Stored records:
○ ○ ○ ○ ○

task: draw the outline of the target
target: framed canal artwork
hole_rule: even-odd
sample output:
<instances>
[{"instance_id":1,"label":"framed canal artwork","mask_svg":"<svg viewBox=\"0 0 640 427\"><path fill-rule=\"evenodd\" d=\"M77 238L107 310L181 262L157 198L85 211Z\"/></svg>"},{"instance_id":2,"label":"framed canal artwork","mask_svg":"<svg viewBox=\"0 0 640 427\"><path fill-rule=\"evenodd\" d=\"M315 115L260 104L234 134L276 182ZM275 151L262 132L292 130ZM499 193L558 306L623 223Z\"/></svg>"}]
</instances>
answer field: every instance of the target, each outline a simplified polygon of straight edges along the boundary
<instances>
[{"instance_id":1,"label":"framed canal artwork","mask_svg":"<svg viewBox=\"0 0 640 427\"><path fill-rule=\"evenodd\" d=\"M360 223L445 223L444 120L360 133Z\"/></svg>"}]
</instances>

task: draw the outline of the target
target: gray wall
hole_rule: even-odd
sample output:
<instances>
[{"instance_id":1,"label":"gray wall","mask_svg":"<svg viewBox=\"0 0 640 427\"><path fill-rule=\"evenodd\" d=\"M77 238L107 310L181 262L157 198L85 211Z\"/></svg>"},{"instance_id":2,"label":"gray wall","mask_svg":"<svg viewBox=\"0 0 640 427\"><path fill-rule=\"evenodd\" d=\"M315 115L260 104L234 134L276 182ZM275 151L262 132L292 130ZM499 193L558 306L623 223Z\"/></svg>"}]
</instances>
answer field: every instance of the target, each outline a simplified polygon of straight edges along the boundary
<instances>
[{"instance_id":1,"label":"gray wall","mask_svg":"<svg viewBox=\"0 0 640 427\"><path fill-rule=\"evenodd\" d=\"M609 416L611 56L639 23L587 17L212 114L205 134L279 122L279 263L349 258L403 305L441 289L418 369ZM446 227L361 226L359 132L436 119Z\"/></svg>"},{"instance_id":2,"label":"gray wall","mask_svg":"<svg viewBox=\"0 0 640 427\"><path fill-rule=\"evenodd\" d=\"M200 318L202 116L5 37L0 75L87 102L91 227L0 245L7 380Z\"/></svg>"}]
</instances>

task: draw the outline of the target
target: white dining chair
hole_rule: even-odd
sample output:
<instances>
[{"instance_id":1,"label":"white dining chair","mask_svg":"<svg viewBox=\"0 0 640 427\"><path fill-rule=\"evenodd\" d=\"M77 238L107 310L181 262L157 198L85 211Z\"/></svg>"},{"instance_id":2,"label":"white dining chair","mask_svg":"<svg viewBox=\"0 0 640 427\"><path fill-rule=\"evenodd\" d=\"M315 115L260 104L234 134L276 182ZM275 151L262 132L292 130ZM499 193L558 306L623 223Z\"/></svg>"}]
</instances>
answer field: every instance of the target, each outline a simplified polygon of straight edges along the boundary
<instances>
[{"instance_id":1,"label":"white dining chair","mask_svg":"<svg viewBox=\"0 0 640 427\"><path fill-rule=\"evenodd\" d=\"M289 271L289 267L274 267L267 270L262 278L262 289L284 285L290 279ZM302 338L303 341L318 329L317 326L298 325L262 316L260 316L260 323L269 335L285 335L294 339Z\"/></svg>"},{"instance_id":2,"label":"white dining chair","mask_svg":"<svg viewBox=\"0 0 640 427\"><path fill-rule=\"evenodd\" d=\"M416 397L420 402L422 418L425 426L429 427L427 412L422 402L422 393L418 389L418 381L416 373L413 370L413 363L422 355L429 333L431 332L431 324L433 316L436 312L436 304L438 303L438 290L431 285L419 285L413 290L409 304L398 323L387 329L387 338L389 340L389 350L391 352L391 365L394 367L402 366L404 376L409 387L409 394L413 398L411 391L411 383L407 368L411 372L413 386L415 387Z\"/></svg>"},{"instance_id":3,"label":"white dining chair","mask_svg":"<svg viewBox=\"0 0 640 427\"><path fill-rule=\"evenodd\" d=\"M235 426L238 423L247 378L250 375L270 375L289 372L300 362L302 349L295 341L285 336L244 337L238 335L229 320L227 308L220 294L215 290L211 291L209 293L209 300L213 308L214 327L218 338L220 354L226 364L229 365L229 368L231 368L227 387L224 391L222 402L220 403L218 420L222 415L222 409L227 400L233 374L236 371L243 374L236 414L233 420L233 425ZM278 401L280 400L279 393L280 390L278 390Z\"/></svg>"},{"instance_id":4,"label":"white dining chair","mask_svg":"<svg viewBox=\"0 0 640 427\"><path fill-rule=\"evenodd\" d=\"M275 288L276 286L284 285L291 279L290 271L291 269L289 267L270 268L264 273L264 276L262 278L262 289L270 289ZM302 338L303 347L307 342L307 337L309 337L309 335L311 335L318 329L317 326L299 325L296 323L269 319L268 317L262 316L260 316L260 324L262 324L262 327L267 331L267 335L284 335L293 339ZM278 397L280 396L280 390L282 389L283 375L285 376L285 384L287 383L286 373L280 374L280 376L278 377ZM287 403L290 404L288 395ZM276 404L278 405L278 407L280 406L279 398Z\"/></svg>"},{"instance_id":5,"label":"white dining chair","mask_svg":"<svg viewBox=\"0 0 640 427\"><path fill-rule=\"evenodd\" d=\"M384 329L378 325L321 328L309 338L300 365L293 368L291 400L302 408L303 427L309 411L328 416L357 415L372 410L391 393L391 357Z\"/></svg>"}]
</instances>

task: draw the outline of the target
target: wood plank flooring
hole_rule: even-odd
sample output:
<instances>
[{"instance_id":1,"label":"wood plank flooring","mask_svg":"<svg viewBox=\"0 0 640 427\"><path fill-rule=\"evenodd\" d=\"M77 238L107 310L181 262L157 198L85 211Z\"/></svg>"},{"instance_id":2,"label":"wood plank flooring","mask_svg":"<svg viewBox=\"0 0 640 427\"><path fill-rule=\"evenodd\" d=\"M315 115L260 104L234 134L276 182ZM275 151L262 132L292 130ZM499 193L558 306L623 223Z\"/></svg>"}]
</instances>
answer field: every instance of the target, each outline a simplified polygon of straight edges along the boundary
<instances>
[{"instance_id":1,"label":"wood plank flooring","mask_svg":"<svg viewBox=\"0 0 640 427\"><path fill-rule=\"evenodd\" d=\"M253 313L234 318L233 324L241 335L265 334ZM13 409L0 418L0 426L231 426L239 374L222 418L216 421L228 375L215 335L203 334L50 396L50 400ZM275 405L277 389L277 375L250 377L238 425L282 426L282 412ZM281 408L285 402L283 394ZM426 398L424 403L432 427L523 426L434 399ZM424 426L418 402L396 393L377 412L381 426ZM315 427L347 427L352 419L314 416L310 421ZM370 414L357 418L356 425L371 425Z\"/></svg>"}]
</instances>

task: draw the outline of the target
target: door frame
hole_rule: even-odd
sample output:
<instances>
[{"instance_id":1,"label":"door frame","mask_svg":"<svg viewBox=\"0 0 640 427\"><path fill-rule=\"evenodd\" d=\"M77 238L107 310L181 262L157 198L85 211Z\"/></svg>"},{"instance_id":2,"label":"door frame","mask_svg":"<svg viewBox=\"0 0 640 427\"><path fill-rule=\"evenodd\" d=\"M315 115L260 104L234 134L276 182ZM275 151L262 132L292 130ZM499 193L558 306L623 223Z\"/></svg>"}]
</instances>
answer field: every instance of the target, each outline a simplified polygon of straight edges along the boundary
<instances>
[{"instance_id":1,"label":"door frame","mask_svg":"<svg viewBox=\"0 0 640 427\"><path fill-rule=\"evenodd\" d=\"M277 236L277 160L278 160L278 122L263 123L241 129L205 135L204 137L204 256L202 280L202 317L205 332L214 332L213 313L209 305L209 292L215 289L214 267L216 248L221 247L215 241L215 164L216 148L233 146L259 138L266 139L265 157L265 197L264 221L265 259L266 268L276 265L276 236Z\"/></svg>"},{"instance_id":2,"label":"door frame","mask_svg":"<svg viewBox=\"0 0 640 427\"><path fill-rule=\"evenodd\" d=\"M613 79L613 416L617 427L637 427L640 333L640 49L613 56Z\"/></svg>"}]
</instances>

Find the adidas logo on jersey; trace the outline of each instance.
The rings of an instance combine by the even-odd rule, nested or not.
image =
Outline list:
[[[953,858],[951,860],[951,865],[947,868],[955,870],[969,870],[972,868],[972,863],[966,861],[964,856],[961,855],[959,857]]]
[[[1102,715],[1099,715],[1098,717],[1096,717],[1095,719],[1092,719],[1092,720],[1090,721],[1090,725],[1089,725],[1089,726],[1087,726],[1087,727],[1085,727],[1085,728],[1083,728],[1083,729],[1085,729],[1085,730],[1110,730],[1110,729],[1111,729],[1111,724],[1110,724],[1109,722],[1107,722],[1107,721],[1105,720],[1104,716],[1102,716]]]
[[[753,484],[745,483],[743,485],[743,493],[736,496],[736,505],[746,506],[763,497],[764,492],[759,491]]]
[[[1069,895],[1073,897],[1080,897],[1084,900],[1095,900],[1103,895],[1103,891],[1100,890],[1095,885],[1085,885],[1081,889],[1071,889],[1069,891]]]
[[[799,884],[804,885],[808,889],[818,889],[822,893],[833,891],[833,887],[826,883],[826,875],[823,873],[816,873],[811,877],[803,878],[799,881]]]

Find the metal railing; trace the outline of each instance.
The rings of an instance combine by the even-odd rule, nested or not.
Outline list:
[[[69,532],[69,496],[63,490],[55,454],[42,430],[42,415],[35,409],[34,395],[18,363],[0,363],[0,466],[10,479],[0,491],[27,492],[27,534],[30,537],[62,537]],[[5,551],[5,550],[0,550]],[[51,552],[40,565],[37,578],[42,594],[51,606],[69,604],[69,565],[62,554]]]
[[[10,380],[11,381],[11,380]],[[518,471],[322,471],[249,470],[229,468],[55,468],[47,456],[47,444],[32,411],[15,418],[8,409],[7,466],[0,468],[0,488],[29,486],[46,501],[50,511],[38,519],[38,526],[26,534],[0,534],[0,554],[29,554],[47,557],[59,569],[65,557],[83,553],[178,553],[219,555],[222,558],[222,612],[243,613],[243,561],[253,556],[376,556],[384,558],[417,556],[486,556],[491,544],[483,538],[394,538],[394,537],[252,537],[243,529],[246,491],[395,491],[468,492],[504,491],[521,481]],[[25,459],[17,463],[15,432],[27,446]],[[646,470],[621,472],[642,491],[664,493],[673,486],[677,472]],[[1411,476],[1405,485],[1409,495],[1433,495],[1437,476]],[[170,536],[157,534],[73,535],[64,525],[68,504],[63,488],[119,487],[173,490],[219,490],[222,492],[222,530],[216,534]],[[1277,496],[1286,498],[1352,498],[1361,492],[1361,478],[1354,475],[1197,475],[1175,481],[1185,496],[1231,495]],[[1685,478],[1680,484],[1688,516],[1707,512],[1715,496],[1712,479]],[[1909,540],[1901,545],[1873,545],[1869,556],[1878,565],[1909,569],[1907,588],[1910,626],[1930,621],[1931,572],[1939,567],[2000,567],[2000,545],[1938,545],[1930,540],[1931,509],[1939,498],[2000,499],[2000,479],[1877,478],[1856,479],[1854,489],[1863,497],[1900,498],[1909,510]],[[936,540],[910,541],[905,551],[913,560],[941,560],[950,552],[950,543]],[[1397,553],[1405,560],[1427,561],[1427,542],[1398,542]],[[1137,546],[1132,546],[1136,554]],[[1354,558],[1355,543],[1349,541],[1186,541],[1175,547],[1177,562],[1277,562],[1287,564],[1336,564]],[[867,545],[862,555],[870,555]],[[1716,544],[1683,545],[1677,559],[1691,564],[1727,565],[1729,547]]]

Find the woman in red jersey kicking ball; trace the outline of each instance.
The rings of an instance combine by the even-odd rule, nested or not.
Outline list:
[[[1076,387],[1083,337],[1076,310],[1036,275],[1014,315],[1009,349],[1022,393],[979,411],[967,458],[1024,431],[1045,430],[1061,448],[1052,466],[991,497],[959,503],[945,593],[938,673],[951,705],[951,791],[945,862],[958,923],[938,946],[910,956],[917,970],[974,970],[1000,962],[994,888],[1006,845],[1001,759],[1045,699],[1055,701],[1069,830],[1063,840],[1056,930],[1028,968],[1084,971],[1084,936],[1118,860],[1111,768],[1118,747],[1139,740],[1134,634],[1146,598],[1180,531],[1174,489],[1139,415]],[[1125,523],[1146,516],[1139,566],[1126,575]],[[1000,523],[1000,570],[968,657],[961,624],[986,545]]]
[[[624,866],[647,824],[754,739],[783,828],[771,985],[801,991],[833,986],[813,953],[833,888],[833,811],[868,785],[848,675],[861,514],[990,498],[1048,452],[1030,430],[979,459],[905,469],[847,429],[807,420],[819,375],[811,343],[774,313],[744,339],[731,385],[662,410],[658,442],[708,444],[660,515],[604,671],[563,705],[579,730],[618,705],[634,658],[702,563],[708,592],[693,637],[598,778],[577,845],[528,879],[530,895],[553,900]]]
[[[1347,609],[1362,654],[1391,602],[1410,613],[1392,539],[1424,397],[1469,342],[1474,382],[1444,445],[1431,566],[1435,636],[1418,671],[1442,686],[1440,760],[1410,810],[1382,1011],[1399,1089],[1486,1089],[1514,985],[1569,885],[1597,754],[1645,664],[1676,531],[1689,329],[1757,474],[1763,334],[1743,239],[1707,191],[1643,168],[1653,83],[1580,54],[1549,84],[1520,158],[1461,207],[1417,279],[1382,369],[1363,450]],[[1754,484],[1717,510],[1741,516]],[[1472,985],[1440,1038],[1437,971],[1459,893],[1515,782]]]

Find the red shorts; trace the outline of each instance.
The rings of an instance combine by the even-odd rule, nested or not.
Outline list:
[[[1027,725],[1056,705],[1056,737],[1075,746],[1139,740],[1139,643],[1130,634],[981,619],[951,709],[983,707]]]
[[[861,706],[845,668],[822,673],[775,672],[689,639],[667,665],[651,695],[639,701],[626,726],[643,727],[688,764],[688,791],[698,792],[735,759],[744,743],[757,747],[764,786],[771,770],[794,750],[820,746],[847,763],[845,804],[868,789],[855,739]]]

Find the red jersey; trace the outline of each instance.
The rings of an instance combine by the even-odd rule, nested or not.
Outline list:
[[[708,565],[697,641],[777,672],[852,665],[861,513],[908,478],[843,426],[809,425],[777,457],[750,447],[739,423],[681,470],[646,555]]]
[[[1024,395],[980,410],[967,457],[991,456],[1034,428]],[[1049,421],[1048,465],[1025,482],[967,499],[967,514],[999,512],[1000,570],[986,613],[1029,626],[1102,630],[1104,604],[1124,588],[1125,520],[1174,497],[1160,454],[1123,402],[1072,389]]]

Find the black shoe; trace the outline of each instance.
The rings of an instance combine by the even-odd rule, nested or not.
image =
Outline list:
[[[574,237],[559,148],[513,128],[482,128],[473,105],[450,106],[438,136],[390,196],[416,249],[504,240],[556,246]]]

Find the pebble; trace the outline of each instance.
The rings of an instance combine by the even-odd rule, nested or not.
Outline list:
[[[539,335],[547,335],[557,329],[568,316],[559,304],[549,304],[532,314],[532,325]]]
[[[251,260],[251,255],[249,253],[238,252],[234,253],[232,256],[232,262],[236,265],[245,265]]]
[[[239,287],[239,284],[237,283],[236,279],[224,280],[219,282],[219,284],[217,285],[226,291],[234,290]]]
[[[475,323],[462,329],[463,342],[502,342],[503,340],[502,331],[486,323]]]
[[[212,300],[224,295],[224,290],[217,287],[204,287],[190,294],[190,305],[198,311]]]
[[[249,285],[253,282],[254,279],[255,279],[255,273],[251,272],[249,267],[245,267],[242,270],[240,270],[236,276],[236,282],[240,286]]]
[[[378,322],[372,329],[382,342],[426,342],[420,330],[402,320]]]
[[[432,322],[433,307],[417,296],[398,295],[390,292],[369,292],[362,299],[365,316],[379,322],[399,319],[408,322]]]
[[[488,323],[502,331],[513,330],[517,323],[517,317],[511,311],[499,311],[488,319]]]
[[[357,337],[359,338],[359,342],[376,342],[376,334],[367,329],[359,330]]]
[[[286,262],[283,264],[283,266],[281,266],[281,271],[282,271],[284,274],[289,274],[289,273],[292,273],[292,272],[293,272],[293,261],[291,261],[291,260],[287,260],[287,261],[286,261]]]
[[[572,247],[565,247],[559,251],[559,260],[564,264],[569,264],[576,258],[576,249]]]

○ ○ ○ ○ ○

Activity: Copy every line above that includes the string "jersey".

Solution below:
Find the adidas logo on jersey; trace the outline of each instance.
Find the woman in red jersey kicking ball; trace the outline of each instance.
Find the red jersey; trace the outline of each instance.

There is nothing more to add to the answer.